* _Stated exercise_
Reproduce the forum thread about Barry Yoner Day below in full, word for word.

* _Document segment_
------------

# t is Barry Yoner Day?



## Steven Coffey (Jan 5, 2005)

*What is Barry Yoner Day?*

I am just a newbe here so just what the heck is Barry Yoner Day?


----------



## Da Queen (Mar 11, 2005)

Oh, My Lord! Aren't the Newbies just precious with their innocent wide eyed curiosity? Draw near to your Queen my dear and listen closely...hmmm...just how shall I find the words and where do I start???? It's an age old custom here at the PLBB...one that dates back to our earliest written records. It's part of our culture, our heritage. It makes us who we are! You see my young friend, long ago, in a galaxy far, far away...wait, no, sorry...let's not go there shall we....ummm...It was the best of times, it was the worst of times...yeah...that's it...OK, ummm...Barry Yoner, the Elder was a fine figure of a modeler and um.....one day, he stumbled into the Hawg's space here at the Clubhouse and that's when it all began....

------------

* _Entries shown_
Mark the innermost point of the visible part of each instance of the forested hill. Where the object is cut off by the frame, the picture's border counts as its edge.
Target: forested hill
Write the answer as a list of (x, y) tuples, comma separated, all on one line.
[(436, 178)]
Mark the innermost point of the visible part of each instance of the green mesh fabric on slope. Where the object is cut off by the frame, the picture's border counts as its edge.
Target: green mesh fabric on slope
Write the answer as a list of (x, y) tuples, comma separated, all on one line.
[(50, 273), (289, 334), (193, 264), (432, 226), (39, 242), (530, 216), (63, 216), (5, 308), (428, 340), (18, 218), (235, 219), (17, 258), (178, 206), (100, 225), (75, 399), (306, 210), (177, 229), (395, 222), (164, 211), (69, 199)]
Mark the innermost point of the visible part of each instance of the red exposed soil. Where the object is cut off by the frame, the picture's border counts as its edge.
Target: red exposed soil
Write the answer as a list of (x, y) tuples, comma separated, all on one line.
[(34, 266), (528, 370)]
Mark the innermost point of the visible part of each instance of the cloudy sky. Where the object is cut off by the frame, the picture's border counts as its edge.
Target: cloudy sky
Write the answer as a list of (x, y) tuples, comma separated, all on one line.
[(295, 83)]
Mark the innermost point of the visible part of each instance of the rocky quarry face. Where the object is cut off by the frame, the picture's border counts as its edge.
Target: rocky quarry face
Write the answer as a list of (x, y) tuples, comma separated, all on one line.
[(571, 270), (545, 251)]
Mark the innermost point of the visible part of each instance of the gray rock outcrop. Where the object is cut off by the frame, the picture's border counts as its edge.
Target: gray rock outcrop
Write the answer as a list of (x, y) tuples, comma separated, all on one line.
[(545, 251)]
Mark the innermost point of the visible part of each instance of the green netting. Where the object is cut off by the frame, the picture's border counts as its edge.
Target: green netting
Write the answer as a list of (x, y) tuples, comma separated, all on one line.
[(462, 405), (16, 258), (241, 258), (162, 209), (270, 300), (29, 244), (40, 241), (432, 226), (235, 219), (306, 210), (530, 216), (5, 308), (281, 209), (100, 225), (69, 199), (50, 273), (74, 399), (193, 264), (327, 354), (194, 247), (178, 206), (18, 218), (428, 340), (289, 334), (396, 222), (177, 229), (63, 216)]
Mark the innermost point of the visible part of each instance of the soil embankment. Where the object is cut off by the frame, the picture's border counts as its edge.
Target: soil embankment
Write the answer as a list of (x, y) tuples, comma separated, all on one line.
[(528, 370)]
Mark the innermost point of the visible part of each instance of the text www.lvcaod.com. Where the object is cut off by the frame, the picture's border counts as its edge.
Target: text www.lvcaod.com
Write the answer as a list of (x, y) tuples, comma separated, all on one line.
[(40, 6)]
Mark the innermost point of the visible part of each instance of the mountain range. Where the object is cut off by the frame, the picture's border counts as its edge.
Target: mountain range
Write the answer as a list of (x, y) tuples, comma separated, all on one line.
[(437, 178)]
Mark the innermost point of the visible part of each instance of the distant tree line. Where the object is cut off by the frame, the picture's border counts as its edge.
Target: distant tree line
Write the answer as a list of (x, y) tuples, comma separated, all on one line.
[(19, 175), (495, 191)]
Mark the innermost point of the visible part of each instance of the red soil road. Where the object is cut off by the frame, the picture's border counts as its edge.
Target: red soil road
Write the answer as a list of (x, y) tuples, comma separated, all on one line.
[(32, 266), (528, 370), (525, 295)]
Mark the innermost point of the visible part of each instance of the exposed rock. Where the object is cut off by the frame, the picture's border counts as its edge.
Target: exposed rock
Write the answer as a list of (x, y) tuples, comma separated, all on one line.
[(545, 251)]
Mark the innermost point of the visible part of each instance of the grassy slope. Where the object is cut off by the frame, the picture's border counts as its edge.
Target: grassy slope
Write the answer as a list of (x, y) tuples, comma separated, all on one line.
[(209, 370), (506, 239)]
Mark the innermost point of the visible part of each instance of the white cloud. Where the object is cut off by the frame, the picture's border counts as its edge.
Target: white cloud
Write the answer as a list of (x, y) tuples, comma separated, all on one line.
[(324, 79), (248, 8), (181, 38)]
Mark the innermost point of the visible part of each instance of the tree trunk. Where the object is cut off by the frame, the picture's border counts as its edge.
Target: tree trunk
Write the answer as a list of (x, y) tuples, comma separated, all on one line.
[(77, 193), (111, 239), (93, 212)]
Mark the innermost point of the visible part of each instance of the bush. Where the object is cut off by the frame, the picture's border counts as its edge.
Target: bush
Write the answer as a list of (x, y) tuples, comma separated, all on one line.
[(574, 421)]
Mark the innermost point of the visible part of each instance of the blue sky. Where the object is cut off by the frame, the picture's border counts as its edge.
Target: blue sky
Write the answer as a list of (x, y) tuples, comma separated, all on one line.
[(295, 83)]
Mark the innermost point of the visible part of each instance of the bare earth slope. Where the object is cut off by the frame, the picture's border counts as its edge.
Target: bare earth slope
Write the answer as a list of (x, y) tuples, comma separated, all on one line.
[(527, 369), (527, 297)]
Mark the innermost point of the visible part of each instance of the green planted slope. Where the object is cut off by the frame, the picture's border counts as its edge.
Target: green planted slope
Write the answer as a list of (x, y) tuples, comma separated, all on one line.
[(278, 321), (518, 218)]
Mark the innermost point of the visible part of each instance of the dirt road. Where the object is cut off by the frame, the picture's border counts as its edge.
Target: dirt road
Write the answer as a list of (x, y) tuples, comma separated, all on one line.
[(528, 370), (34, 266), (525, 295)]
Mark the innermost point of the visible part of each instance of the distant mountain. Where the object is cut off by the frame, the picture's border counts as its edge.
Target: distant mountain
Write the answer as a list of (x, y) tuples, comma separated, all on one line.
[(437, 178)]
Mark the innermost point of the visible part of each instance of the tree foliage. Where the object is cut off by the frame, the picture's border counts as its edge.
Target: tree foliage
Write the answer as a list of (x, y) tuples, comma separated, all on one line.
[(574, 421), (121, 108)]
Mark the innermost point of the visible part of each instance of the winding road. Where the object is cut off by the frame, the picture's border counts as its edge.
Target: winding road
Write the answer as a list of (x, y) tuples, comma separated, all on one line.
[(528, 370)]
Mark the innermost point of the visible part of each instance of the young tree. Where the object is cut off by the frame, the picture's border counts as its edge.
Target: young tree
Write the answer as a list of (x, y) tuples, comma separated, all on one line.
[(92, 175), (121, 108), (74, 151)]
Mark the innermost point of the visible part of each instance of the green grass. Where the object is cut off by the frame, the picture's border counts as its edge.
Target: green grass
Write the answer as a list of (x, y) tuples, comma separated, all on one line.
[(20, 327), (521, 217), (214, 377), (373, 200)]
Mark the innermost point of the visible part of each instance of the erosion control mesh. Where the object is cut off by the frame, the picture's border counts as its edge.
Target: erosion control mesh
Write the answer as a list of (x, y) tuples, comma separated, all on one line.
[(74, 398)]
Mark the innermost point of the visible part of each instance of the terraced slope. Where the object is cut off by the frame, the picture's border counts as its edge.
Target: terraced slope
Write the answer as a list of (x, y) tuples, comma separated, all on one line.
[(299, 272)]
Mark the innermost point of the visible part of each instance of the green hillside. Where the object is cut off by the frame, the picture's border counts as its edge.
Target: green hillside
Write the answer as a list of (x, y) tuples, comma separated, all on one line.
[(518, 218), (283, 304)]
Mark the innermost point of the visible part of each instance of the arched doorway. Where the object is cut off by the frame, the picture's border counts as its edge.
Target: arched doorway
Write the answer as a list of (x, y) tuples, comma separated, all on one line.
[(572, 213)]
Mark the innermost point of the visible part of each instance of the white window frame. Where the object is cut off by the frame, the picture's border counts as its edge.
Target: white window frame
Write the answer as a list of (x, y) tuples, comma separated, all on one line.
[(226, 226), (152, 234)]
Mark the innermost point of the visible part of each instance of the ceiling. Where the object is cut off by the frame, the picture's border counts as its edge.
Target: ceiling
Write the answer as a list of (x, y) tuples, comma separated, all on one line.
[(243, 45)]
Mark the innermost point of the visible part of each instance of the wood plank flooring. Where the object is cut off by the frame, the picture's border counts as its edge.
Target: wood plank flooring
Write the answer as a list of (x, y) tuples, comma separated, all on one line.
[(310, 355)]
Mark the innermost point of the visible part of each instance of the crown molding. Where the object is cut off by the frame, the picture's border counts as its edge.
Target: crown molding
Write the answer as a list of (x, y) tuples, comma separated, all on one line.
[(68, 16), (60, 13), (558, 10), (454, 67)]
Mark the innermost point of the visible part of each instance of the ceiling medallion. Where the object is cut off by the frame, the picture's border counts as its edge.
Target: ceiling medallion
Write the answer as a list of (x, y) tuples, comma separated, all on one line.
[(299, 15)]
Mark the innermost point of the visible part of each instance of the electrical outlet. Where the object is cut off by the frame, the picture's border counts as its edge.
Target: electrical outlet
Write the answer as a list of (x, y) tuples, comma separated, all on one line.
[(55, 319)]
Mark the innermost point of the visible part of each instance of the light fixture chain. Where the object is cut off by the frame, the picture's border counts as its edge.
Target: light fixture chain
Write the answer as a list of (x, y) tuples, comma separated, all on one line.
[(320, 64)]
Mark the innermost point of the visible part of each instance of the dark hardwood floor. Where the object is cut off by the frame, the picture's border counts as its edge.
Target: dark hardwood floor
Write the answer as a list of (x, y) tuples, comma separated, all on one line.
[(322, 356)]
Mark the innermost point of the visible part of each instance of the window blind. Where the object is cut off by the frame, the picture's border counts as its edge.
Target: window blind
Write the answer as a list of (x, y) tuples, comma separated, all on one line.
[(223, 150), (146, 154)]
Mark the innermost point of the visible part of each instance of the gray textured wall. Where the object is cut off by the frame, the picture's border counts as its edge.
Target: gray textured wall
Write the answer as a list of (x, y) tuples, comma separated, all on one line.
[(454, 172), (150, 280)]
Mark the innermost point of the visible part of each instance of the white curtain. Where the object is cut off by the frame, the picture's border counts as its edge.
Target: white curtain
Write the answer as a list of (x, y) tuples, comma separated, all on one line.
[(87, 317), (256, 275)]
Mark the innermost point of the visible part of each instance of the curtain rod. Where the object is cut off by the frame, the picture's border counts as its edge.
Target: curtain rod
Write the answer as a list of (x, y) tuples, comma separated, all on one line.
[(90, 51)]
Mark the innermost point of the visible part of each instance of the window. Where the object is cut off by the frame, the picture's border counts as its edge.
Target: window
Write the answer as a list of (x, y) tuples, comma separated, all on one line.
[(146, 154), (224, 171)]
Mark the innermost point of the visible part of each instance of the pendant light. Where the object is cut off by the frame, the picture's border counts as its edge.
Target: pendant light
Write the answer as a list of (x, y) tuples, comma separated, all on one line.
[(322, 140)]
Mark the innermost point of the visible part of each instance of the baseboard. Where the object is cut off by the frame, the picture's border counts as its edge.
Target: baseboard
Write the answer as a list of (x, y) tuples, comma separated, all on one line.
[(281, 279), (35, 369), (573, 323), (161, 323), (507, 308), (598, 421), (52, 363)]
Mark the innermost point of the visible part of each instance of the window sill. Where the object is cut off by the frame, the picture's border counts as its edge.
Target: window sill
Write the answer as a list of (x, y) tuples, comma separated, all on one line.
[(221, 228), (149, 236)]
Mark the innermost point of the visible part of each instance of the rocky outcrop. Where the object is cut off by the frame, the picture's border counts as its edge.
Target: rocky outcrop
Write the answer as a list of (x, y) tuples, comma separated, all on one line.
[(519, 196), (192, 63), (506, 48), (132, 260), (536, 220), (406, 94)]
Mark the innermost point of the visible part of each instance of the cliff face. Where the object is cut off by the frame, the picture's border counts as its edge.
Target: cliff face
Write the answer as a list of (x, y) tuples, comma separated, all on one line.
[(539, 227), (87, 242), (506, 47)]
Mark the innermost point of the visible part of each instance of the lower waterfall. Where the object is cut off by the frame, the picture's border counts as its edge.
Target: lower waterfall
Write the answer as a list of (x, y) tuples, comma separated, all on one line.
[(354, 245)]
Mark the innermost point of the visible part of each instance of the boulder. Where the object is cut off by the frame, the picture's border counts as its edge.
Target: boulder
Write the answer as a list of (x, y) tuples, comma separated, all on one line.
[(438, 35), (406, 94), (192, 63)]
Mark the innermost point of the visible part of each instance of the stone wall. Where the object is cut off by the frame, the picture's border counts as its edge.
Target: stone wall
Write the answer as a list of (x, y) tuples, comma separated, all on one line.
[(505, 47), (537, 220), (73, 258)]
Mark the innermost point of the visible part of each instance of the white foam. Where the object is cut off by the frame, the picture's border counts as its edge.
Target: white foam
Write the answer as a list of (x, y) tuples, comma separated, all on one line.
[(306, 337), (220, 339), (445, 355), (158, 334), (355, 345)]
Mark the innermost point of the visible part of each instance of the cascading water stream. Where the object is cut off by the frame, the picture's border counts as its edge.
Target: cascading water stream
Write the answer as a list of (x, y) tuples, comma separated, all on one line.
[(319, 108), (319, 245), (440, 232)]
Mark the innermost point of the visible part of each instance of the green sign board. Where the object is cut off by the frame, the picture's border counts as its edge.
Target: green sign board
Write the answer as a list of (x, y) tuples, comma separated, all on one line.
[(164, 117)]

------------

* _Exercise response_
# t is Barry Yoner Day?



## Steven Coffey (Jan 5, 2005)

*What is Barry Yoner Day?*

I am just a newbe here so just what the heck is Barry Yoner Day?


----------



## Da Queen (Mar 11, 2005)

Oh, My Lord! Aren't the Newbies just precious with their innocent wide eyed curiosity? Draw near to your Queen my dear and listen closely...hmmm...just how shall I find the words and where do I start???? It's an age old custom here at the PLBB...one that dates back to our earliest written records. It's part of our culture, our heritage. It makes us who we are! You see my young friend, long ago, in a galaxy far, far away...wait, no, sorry...let's not go there shall we....ummm...It was the best of times, it was the worst of times...yeah...that's it...OK, ummm...Barry Yoner, the Elder was a fine figure of a modeler and um.....one day, he stumbled into the Hawg's space here at the Clubhouse and that's when it all began....